WORK INSTRUCTIONS >>
Examine the records and identify each line that includes the string "mountainside". Copy those lines.

RECORDS FOR THE TASK >>
--------------------------------------------------

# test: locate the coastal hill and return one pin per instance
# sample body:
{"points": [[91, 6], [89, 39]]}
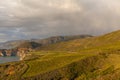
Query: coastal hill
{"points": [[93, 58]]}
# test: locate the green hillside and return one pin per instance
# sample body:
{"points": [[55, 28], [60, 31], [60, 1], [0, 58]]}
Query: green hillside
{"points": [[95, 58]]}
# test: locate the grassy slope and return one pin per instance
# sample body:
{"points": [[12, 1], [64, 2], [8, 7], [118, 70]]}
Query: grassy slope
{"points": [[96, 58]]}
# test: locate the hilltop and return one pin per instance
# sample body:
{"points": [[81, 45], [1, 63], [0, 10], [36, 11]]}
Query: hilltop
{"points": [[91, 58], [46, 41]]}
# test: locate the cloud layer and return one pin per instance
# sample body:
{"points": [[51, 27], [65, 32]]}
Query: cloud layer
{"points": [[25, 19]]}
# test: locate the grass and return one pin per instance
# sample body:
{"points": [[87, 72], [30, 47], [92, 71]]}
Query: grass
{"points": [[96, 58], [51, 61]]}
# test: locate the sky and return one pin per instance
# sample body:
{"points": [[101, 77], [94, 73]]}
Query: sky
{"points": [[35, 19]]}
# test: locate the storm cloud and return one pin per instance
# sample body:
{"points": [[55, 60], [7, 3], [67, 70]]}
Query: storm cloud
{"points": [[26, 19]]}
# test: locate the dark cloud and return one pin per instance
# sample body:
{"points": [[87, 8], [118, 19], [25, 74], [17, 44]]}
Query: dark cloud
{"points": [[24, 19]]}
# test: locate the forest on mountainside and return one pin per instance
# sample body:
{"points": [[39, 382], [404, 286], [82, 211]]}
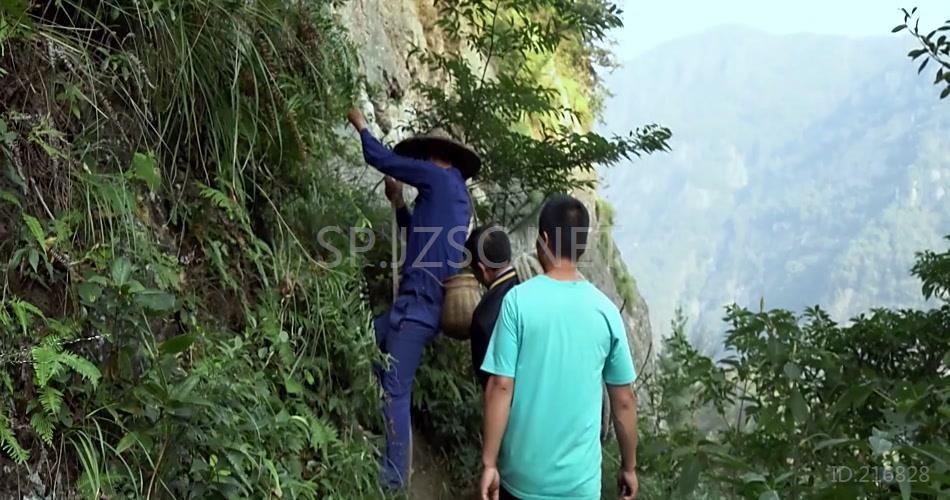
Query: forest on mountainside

--------------------------------------------------

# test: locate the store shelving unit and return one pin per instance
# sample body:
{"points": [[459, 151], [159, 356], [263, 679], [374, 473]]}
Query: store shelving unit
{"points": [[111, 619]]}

--------------------------------------------------

RESPONSE AREA >>
# test: locate the forest on mountainside and return one pin per instance
Query: forest on mountainside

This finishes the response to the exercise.